Required task: In the stretch from the line that contains "of the orange" through the end of the records, swap "orange sky" for "sunset sky" and give those lines back with nothing else changed.

■ ■ ■ ■ ■

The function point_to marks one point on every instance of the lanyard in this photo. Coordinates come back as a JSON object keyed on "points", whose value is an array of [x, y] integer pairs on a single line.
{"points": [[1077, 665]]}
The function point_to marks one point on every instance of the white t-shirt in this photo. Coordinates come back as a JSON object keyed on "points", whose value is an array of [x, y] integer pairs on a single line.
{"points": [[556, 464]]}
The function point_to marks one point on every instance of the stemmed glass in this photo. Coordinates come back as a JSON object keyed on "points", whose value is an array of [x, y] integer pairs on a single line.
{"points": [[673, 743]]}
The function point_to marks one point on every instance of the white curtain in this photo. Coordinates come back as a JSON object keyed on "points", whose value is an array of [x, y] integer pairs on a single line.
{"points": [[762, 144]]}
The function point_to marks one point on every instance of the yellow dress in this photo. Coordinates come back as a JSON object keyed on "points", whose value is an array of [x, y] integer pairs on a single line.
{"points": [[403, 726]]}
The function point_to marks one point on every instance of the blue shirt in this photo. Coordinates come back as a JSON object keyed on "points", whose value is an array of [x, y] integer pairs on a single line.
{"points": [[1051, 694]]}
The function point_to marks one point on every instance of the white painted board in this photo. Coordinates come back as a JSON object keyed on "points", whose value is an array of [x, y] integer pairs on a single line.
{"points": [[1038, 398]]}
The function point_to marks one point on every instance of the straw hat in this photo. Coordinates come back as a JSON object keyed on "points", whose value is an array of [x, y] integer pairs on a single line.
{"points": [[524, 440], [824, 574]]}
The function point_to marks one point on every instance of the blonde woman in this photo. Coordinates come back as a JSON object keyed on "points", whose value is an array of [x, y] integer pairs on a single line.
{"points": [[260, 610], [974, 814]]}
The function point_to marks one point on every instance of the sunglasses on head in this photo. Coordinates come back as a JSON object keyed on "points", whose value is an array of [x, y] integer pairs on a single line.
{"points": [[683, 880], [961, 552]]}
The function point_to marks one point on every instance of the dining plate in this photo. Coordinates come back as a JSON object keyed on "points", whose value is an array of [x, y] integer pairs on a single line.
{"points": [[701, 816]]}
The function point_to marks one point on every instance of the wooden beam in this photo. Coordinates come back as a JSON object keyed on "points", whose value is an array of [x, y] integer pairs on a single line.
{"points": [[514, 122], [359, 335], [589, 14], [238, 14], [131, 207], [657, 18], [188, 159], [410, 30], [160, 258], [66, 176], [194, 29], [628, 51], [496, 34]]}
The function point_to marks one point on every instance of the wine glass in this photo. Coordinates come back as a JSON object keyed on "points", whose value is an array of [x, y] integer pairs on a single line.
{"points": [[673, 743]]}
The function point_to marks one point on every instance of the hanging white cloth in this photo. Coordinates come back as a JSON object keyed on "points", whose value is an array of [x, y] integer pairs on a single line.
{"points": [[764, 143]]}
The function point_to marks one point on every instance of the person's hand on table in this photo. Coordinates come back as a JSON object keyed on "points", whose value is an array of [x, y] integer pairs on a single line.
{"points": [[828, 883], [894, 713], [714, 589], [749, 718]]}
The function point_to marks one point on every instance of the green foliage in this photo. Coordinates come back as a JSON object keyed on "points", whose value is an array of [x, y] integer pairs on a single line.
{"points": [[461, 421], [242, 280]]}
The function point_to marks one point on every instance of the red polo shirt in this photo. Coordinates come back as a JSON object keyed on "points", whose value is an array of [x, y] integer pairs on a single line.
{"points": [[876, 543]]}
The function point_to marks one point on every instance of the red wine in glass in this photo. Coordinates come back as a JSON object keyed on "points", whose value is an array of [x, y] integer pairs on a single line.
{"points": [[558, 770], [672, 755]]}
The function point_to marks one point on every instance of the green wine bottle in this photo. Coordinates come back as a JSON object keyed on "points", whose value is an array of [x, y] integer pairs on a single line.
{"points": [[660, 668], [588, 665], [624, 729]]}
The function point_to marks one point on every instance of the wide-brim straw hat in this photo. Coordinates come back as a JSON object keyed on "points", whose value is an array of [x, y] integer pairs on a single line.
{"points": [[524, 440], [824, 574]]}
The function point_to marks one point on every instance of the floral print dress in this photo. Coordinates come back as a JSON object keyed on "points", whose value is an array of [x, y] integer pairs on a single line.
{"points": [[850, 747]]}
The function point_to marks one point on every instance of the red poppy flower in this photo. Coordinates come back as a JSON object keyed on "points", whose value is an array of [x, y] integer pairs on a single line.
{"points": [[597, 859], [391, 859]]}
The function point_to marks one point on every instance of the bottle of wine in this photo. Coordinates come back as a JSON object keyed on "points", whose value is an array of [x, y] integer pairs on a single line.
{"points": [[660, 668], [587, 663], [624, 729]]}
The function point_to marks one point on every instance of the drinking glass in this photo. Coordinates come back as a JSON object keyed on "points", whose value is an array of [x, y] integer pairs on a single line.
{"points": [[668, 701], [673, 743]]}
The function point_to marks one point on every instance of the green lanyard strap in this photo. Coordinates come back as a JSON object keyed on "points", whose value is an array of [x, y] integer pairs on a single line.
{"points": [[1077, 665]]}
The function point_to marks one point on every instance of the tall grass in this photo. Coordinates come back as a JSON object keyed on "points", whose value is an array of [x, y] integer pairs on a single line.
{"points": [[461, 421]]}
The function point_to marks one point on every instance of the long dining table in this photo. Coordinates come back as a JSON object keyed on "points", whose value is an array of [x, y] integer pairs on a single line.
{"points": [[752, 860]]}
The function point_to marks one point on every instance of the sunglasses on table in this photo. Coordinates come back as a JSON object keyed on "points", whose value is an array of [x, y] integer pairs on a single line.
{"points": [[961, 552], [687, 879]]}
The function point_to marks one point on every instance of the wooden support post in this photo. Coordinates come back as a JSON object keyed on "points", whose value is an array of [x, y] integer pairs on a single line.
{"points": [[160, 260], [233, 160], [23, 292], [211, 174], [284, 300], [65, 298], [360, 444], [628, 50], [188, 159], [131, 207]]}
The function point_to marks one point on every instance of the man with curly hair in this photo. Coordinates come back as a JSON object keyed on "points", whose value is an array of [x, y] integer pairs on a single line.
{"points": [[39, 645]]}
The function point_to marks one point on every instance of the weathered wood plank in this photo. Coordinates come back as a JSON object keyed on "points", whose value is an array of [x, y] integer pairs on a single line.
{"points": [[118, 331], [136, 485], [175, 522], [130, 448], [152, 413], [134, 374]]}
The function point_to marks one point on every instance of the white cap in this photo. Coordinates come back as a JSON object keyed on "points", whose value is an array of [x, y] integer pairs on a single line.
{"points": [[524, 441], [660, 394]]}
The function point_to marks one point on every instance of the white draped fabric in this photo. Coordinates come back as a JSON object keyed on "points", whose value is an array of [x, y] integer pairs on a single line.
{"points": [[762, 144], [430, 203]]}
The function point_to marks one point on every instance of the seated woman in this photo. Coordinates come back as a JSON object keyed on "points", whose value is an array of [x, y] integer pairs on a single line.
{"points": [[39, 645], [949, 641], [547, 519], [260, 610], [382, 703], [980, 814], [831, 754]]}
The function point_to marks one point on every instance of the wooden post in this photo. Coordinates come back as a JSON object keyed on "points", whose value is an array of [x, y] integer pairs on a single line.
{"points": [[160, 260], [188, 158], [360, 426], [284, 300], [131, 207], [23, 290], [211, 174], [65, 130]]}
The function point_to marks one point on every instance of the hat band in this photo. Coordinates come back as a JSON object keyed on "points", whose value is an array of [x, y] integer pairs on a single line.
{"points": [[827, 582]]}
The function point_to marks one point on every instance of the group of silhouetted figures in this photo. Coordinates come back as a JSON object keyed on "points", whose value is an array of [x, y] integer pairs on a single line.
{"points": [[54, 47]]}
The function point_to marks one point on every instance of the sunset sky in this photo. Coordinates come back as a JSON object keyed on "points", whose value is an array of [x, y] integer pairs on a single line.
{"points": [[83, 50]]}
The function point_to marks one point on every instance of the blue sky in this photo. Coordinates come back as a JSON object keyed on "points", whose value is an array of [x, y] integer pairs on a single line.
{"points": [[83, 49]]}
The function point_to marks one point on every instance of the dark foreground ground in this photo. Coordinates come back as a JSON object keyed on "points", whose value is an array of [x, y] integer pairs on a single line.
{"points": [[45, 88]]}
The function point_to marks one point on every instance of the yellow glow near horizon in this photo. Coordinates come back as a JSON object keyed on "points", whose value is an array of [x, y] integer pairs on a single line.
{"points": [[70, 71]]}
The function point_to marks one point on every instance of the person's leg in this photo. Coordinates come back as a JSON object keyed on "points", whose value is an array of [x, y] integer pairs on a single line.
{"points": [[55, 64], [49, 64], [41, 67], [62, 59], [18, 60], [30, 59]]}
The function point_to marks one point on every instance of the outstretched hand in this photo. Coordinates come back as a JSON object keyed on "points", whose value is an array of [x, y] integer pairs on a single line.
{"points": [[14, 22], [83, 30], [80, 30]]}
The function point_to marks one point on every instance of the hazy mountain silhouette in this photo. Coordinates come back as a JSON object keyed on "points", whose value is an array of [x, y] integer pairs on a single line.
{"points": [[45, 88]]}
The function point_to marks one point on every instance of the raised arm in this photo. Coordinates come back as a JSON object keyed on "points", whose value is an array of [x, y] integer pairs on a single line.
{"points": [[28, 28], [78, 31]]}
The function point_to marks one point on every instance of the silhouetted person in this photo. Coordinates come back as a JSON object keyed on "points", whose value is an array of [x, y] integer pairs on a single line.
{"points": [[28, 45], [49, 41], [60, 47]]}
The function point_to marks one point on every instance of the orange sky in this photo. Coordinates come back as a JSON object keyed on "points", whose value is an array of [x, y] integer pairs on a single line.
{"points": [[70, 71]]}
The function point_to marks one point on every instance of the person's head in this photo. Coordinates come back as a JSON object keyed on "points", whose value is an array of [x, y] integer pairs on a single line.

■ ■ ■ ■ ■

Solution:
The function point_to marks one point on every instance of the sunset sky in this photo. Coordinates come back as a JSON object keyed on "points", whose value is an array of [x, y] integer pairs on a single line.
{"points": [[70, 71]]}
The function point_to marks one point on every instance of the person's head in this photo. Coordinates come back as a JSON object keyed on "points", whose value is an array of [x, y] integer pairs on a single line.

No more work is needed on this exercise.